EXERCISE DETAILS — Determine how many lines in the items below contain the string "spiny". Reply with the number alone.
___ EXTRACTED INFORMATION ___
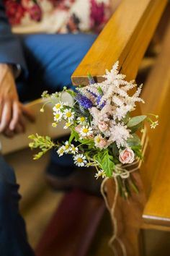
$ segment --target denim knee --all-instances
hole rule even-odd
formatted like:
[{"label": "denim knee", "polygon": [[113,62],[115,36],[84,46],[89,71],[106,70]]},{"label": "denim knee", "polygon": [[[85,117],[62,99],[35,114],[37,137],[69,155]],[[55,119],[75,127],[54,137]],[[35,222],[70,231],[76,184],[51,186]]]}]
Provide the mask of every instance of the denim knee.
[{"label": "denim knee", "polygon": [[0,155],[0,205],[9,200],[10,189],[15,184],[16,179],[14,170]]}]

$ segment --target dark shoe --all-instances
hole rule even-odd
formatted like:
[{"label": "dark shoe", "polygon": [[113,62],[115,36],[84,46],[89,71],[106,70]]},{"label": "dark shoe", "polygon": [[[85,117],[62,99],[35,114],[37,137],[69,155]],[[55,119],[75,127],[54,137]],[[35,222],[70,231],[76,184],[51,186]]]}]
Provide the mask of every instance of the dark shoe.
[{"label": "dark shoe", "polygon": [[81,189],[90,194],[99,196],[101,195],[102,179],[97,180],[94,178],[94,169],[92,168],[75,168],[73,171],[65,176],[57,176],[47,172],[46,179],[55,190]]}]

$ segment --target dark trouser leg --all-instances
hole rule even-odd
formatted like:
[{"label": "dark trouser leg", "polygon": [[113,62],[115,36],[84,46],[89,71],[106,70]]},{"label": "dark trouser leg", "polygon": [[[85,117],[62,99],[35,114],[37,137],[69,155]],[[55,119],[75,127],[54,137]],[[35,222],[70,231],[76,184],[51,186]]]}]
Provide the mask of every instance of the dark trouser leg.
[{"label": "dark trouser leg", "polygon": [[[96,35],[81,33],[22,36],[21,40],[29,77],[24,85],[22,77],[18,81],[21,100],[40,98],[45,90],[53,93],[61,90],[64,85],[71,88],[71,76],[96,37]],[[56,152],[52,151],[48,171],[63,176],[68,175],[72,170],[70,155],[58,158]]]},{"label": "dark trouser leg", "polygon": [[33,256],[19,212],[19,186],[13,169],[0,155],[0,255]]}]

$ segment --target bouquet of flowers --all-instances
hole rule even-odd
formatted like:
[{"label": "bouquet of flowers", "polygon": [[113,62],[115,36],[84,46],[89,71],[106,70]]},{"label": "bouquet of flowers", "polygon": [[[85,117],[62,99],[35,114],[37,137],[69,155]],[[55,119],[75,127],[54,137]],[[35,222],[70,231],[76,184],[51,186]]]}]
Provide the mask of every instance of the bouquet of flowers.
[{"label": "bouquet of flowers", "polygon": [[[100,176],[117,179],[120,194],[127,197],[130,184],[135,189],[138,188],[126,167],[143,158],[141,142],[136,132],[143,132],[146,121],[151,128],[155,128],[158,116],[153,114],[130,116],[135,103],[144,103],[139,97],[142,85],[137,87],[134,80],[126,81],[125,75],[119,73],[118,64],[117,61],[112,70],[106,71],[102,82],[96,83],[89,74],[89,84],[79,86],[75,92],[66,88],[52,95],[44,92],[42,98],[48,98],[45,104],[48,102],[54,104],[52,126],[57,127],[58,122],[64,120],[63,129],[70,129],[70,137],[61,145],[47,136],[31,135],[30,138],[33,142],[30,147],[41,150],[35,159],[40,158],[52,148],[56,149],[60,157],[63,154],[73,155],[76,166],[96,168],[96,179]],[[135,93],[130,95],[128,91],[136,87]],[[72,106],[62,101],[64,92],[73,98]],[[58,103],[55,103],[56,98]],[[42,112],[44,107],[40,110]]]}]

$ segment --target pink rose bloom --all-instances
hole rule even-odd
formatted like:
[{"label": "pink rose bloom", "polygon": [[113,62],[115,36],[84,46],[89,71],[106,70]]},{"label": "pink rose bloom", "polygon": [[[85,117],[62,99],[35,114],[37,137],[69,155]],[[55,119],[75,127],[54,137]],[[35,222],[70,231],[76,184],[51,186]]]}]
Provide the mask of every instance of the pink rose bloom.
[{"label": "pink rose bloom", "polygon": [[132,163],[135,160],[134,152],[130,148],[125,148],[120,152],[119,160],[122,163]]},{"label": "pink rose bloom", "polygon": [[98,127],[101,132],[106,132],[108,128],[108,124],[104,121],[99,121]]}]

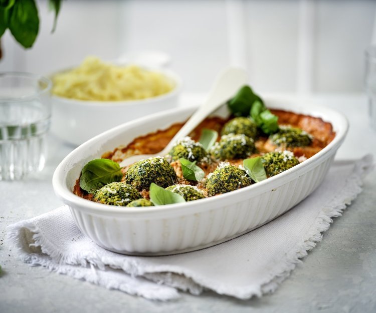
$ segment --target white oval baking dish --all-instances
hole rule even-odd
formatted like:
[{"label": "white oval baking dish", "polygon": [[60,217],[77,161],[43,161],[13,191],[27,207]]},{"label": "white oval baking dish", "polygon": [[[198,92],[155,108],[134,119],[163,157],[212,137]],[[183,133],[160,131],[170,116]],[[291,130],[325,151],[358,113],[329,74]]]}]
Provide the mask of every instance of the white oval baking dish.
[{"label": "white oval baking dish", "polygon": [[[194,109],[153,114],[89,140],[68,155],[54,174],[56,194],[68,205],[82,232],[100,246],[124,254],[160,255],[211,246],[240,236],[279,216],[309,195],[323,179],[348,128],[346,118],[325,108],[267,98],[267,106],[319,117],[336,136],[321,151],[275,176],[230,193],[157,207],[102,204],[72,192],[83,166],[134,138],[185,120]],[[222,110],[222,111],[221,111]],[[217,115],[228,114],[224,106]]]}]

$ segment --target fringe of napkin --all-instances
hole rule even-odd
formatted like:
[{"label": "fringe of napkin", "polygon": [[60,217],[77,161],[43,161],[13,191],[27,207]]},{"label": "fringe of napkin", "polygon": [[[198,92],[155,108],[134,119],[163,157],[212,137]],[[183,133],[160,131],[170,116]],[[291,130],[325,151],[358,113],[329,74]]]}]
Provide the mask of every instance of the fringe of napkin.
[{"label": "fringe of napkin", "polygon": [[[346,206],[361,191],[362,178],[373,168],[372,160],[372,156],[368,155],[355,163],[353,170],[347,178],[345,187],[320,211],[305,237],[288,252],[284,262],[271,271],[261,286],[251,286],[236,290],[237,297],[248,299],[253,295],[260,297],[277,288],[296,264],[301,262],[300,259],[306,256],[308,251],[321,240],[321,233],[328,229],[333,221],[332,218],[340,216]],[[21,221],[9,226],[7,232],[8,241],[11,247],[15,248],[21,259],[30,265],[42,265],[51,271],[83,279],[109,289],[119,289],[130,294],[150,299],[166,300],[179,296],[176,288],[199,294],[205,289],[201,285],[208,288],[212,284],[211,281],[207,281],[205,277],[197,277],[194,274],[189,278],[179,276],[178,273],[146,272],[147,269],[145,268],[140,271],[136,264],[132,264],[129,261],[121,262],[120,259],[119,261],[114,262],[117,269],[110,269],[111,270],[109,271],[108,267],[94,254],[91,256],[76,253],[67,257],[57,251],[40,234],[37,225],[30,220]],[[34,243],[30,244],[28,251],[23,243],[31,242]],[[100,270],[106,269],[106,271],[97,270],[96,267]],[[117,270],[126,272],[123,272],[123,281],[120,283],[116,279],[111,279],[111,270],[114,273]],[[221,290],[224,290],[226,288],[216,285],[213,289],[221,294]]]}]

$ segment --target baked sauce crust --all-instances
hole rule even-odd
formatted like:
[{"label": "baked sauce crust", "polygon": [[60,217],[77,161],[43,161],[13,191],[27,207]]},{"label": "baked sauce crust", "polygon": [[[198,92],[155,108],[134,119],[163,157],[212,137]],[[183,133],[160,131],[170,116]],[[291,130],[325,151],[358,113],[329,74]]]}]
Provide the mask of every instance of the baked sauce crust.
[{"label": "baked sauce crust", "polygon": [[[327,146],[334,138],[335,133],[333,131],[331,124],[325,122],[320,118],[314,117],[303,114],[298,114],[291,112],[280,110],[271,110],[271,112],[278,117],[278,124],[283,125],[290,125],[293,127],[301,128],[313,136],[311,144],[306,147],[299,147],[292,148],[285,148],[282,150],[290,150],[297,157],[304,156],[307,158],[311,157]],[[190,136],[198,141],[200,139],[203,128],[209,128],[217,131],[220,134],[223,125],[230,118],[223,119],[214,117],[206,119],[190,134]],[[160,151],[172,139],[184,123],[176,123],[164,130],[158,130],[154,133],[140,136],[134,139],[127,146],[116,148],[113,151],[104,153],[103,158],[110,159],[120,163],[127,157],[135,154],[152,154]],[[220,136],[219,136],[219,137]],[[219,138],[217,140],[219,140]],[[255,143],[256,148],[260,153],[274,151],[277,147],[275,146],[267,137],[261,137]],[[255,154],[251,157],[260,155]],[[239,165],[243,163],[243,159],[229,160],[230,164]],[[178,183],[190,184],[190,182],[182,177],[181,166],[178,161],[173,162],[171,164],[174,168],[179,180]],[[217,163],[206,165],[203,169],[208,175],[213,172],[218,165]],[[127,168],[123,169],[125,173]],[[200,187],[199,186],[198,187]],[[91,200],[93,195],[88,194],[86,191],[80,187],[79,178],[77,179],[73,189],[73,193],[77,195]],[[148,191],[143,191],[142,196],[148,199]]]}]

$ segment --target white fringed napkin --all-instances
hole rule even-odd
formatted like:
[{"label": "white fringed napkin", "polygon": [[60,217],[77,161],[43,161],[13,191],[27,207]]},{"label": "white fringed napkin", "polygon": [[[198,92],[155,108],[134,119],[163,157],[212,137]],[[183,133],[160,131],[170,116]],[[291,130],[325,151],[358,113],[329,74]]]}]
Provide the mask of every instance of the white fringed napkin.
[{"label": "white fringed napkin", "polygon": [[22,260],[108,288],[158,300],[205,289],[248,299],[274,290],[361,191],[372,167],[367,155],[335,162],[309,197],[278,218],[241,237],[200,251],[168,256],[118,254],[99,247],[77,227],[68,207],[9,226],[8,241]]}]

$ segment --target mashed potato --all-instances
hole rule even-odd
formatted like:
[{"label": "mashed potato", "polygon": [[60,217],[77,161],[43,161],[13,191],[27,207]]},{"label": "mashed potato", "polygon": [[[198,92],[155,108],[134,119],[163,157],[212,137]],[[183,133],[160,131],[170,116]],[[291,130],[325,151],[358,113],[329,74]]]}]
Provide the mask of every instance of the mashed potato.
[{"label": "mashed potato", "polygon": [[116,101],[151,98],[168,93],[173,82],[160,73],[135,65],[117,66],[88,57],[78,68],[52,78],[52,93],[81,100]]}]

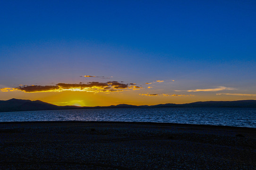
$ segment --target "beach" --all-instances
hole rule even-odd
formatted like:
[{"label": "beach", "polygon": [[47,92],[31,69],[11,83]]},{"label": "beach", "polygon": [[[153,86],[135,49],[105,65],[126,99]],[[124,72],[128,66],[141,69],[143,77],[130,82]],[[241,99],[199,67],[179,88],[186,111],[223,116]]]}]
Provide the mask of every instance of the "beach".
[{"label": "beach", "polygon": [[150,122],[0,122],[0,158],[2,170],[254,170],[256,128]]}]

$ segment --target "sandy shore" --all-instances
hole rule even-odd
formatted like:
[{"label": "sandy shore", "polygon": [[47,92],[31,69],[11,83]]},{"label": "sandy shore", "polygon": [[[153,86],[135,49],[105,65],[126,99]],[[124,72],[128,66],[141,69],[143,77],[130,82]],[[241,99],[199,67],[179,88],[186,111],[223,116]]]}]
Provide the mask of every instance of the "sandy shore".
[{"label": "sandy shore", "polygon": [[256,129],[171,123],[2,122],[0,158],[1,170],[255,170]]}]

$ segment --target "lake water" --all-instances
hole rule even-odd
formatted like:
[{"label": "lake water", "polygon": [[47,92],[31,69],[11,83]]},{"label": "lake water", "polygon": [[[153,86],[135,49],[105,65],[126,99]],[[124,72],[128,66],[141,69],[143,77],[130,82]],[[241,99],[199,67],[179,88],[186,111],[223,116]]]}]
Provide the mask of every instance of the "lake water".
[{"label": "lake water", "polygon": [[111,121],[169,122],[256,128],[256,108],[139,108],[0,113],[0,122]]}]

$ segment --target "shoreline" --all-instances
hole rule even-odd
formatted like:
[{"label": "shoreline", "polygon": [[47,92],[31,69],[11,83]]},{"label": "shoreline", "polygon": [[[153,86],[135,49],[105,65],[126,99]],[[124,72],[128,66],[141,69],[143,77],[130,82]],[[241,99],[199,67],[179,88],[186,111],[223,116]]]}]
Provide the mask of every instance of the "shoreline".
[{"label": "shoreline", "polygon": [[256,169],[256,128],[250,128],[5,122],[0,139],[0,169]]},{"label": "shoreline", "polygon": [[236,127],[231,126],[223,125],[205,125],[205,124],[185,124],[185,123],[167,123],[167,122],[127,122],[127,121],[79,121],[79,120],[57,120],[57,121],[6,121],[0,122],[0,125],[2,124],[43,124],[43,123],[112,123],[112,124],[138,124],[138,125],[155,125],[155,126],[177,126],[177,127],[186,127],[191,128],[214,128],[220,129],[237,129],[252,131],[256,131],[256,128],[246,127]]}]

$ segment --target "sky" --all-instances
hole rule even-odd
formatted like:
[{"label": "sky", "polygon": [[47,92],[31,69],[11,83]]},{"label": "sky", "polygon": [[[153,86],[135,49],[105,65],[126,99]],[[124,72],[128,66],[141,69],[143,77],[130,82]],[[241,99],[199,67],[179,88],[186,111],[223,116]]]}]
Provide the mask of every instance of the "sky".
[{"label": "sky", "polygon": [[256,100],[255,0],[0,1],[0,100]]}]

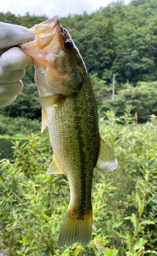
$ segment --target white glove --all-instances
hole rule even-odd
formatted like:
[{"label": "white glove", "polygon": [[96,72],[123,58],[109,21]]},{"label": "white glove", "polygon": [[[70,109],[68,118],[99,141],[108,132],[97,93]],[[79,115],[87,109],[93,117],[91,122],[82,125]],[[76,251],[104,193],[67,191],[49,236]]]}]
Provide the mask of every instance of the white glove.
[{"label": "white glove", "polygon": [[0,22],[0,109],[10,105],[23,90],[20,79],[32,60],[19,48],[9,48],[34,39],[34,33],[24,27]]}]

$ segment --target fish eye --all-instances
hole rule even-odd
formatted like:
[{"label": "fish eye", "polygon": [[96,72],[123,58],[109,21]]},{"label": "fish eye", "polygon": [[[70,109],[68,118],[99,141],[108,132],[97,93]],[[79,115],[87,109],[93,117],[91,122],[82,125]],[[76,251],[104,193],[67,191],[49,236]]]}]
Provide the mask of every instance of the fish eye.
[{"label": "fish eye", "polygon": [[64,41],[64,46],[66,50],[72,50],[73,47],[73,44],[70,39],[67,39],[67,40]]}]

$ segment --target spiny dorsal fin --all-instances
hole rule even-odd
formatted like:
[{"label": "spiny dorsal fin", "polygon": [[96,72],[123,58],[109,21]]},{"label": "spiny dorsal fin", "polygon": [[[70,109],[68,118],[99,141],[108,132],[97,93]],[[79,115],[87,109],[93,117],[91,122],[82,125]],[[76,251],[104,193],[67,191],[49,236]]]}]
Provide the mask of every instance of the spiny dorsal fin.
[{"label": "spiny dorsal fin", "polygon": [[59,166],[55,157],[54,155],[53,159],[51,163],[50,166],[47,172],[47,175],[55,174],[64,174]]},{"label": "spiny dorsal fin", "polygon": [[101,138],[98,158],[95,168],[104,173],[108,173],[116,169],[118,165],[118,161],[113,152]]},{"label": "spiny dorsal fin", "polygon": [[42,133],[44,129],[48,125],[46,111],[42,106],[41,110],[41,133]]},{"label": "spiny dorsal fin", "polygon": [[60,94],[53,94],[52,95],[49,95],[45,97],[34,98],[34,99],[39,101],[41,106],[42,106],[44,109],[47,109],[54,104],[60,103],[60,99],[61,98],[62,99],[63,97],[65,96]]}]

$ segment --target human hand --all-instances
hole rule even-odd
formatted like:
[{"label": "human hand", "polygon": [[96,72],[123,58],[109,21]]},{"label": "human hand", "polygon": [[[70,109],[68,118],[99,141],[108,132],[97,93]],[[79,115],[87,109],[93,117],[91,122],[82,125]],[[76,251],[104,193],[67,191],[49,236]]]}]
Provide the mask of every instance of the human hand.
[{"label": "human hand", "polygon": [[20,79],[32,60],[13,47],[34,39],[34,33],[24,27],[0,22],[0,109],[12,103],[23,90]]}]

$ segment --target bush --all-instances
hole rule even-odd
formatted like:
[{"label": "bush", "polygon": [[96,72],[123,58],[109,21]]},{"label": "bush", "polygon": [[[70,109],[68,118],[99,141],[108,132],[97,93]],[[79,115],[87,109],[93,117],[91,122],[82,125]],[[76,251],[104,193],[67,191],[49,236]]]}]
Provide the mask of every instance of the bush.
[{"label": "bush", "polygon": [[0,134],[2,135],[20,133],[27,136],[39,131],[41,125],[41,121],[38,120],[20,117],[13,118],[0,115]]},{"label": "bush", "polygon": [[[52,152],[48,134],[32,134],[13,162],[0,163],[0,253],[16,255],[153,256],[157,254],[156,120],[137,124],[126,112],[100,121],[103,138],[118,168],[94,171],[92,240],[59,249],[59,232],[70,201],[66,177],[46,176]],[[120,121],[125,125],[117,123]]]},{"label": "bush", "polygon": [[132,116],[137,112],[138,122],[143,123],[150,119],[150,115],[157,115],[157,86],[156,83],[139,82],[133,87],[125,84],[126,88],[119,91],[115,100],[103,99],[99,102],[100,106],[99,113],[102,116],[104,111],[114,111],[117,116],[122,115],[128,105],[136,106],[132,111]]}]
___
EXERCISE ANSWER — 4